§ **Exercise requirements**
In the blog post about dealing with an estate agent, what role does the writer give the agent in the imagined interrogation dialogue?

§ **Excerpted passage**
Monday, October 09, 2006

I'm being mentally tortured by my estate agent. I would be no good in an interrogation situation:

Gestapo officer: You do want to live in a too expensive house in a style you don't really like
Me: No, no I don't, ........do I?
Gestapo officer: You DO want this house, the market is going up, you are being silly about your needs.
Me: No, I'm not.... uh....am I?
Gestapo Officer: I already have a lot of people lined up and interested in this house but I'm offering it to you, you would be a fool not to have it.
Me: Oh, I'm flattered, I'll certainly think about it, I'm such a fool dithering aren't I? It's just that the house needs so much work and we won't be able to afford it.
Gestapo Officer: But you have to look at the big picture, you'd never lose with a house like that!
Me: Oh you're right of course, we will certainly look at it again.
Gestapo Officer: (Thinks : "hahahahahahahahhahahahahaha, we SO need to make a sale on this house, we are SO not doing very well, this will make me a tidy profit, it's in the bag.
Me: (Thinks: "I'm not such a mug you stupid effing 'been on too many 'how to sell to women' courses' - they won't wash with me you smooth talking bastard!)

9 Comments:

Blogger y.Wendy.y said...

Ha ha ha - that was a VERY tortured dialogue...are you actually getting any sleep these days?

Poor you Luce...big hugs..:-)
xxx

7:32 PM  
Blogger Identikit said...

Yes, very funny. At least you can laugh.

I dunno what you should do. They do say you should go for the best house in the best area that you can possibly afford but . . . well you do need to be able to afford gin and food and wine and holidays.

But don't let those bastard estate agents get you down.

8:09 PM  
Blogger lettuce said...

Oh that was very Spooks! Good thing you are wise to their fiendish techniques.

10:18 PM  
Anonymous Anonymous said...

Is the " 'effin B" the only agent in town?

I feel you don't want this one. Doesn't have the charm you're after eh?

How about striking out on your own and putting an add in the paper - on the school notice board, in the post office/local shop of the area you want etc. You know the market well enough by now. So well you could set up as an agent in your own right with what you now know!

lol xxx

4:05 AM  
Blogger ramblingwoman said...

§ **Information provided**

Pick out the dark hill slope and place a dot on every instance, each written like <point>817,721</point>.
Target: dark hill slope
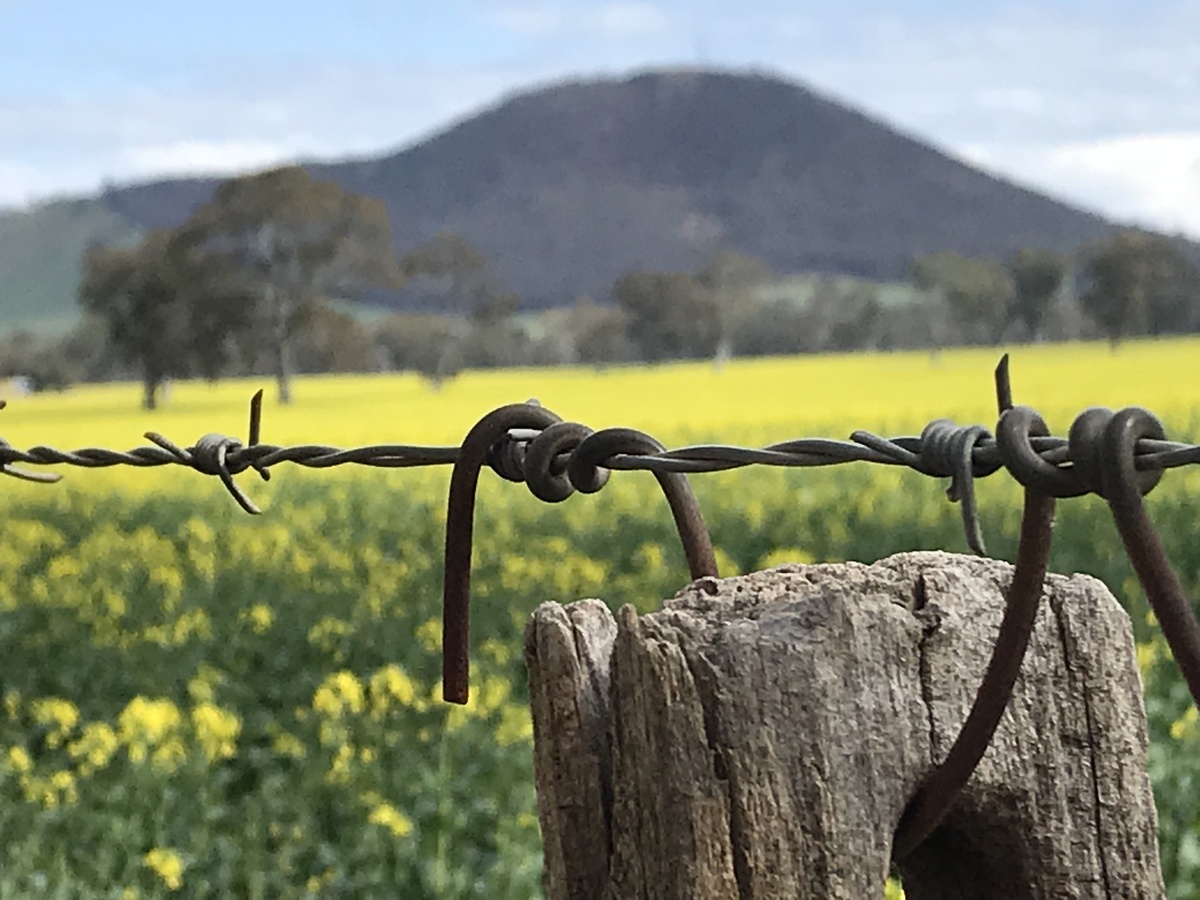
<point>565,187</point>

§ **Answer for this exercise**
A Gestapo officer.